**TASKS TO COMPLETE:**
1 > Reproduce word for word the part of the gastric cancer saliva passage starting with "The strategy for" and going on through "in Table 1.".
2 > According to the gastric cancer saliva passage, at which medical center were the 40 gastric cancer saliva samples collected?
3 > Write what comes next in the gastric cancer saliva passage, picking up after its final sentence.

Endoscopy with biopsy sampling is the gold standard used in gastric cancer diagnosis34. However, the invasive and relentless character of this procedure makes it less suitable for fast screening35. Human saliva is a biological fluid with enormous diagnostic potentials. Because saliva can be non-invasively collected, it provides an attractive alternative approach for cancer diagnosis. Saliva harbors a wide array of components, especially proteins36,37, which can be very informative for the detection of oral diseases (e.g. oral cancer38 and Sjogren’s Syndrome39) and systemic diseases (e.g. breast cancer40 and lung cancer41). More specifically, saliva protein finger print has been preliminary analyzed for the early diagnosis of gastric cancer42. Besides, gram-negative bacterium Helicobacter pylori could secrete enzyme urease and convert urea into carbon dioxide and ammonia. Optoelectronic sensors have been developed to detect clinically relevant levels of carbon dioxide and ammonia in saliva that can potentially be used for early diagnosis of gastric cancer35.

In this study, we hypothesized that gastric cancer related proteins exist in human saliva, which could be clinically used to discriminate gastric cancer patients from healthy control subjects. Human saliva samples were collected from gastric cancer patients and matched healthy control subjects. Salivary proteins were analysed and compared between the two groups by using TMT technology for proteomic biomarker identification and quantification. Candidate proteomic biomarkers were selected and further verified by immunoassay. Their utility for the detection of gastric cancer has been evaluated. With the discovery and pre-validation of discriminatory proteomic markers from saliva, gastric cancer will be non-invasively detected with high specificity and sensitivity.

Results

The strategy for salivary proteomic biomarker discovery

The study design is briefly shown in Fig. 1A. The 40 gastric cancer saliva samples were collected from patients who have been diagnosed as gastric cancer by using biopsy at the Samsung Medical Center (Seoul, Korea); most of them were at their early stages, as a result of the National Cancer Screening Program for gastric cancer in Korea43. The saliva samples from 40 healthy control subjects were collected as controls by matching their age-, sex-, and ethnicity- with the cancer group. Their smoking and drinking history were matched generally by whether they are current or former smokers and their duration and intensity. Their H. pylori infection and intestinal metaplasia status was included. Patient demographics and clinical profiles are present in Table 1.

**DATA EXTRACTS:**
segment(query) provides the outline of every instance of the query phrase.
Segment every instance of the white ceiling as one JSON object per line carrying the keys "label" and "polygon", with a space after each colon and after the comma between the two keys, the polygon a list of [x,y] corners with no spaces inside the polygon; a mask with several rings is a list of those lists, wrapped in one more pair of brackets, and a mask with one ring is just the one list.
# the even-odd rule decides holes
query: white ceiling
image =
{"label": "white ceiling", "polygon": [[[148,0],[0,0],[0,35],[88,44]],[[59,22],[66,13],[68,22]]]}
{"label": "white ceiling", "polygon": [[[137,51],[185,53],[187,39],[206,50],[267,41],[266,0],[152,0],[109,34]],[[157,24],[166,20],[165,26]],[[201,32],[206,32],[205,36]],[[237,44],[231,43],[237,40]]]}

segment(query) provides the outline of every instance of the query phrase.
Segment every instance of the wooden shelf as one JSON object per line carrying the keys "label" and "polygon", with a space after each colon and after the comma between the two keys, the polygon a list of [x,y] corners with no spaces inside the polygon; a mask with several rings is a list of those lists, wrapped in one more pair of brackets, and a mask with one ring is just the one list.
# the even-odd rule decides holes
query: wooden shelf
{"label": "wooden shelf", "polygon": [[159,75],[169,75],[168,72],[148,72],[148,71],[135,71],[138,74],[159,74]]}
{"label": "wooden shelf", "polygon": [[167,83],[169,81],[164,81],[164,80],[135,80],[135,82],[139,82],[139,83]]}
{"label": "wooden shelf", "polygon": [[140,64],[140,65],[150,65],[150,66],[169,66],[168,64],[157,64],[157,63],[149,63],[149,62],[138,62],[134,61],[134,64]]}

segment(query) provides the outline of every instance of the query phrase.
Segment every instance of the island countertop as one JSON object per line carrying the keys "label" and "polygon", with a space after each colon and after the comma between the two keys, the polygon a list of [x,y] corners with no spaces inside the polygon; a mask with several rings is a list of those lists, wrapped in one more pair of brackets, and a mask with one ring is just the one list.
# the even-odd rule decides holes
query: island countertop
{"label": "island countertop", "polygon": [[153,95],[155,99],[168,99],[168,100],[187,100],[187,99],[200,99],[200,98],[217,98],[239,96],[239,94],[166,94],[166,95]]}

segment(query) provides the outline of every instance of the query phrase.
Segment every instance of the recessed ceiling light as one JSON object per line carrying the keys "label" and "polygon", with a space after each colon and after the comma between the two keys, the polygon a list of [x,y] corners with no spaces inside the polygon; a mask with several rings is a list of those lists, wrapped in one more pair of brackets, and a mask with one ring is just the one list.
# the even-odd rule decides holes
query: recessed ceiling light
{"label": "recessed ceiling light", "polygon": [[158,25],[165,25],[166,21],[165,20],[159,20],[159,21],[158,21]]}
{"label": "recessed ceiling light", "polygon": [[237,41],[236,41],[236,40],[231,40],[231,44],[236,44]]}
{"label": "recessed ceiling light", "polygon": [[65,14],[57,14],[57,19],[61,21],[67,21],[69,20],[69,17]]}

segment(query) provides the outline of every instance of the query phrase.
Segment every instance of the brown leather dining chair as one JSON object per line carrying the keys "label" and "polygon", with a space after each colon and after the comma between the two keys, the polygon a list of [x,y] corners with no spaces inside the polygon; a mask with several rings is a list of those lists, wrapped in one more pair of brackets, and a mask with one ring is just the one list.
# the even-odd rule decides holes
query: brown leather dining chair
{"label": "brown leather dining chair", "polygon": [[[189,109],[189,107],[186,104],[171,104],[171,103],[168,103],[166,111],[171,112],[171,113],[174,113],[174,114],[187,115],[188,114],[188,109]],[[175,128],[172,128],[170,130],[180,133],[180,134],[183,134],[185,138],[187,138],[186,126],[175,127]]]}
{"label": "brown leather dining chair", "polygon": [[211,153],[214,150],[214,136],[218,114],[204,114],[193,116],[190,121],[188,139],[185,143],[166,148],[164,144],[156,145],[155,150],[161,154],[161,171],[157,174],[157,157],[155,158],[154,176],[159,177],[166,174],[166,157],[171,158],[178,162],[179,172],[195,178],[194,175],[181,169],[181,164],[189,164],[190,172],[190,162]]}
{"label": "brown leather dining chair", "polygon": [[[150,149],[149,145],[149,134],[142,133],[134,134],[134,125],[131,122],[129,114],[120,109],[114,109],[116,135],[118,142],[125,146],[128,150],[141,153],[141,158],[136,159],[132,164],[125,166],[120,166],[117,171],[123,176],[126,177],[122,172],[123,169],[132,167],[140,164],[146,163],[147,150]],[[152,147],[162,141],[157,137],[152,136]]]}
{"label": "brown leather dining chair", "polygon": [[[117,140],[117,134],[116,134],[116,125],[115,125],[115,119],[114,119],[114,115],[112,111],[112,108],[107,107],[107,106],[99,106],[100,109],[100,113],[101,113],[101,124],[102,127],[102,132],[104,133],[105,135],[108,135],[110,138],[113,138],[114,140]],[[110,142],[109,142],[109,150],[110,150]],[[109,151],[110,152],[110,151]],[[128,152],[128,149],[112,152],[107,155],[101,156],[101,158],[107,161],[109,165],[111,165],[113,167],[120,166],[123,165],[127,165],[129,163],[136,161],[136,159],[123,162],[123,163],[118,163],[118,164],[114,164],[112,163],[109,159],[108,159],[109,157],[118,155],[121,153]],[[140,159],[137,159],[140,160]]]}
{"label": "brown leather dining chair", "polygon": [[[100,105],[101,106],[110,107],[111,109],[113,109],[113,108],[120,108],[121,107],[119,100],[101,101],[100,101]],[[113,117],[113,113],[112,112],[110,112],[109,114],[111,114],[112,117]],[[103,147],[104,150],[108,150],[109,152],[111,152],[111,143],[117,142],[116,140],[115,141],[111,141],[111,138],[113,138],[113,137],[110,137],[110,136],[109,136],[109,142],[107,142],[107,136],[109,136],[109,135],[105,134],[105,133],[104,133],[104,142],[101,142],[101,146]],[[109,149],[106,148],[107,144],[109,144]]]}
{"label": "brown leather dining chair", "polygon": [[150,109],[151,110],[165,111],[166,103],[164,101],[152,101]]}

**TASK-BY-TASK RESULTS:**
1 >
The strategy for salivary proteomic biomarker discovery

The study design is briefly shown in Fig. 1A. The 40 gastric cancer saliva samples were collected from patients who have been diagnosed as gastric cancer by using biopsy at the Samsung Medical Center (Seoul, Korea); most of them were at their early stages, as a result of the National Cancer Screening Program for gastric cancer in Korea43. The saliva samples from 40 healthy control subjects were collected as controls by matching their age-, sex-, and ethnicity- with the cancer group. Their smoking and drinking history were matched generally by whether they are current or former smokers and their duration and intensity. Their H. pylori infection and intestinal metaplasia status was included. Patient demographics and clinical profiles are present in Table 1.

2 > At the Samsung Medical Center in Seoul, Korea.

3 >
Figure 1
figure 1

Study design (A) and experimental design (B) for proteomic biomarker development in human saliva.

Table 1 Patient Demographics and Clinical Profiles.

Amylase depletion

Alpha amylase is the most abundant protein in human saliva, accounts for about 50–60% of the total protein amount, which hurdled the detection and quantification of low abundant proteins. Depletion of these interfering proteins prior to definitive analyses should improve the resolution and sensitivity of salivary proteome analysis36. The one-dimensional SDS-polyacrylamide gel electrophoresis (1D SDS-PAGE) of salivary protein profiling before and after amylase depletion is shown in Fig. 2A. Obviously, the dominant band in the saliva without treatment disappeared after flow through the starch column. Figure 2B shows the two-dimensional difference gel electrophoresis (2D-DIGE) of two random saliva samples before and after amylase depletion, the dominant spots labeled in circle in Fig. 2B (a) significantly decreased when compare to that with amylase depletion in Fig. 2B (b).

Figure 2: Salivary amylase removal by starch affinity column.
figure 2

(A) 1D SDS-PAGE of salivary proteins (a) before amylase depletion and (b) after amylase depletion; (B) 2D-DIGE of salivary proteins before amylase depletion (a) and after amylase depletion (b); Green: one saliva sample; Red: another saliva sample.

Cation exchange peptide fraction and peptides preparation

After amylase depletion, saliva proteins in each sample were reduced, alkylated and then digested by trypsin. According to the assignment in Fig. 1B, each sample in each group was labeled with corresponding tags of TMT-6plex. Combined peptides in group I and group II were fractionated by cation exchange chromatography column into 12 fractions, respectively, as shown in Supplementary Figure S2. All the fractions were dried under vacuum and were rehydrated in mobile phase B for further analysis.

Identification of differentially expressed proteins in saliva

Each fraction was loaded to liquid chromatography tandem mass spectrometry (LC-MS/MS) for protein identification and quantification. The raw data generated from the 12 fractions in each group was combined for protein database search and analysed in Proteome Discoverer with designed TMT workflow. Briefly, collision-induced dissociation (CID) spectrum was selected from total spectrum and used for protein identification. SEQUEST was interfaced with Proteome Discoverer for protein database search against IPI human database. Higher energy collisional dissociation (HCD) spectrum was extracted from the total spectrum and specifically used for reporter ion quantification. In this study, a global internal standard (GIS) was made and added to each group, specifically the GIS was labelled by TMT m/z at 126.1 in both groups. All the reading of other samples was compared with this GIS, which made the signal of all 10 samples in group I and group II comparable.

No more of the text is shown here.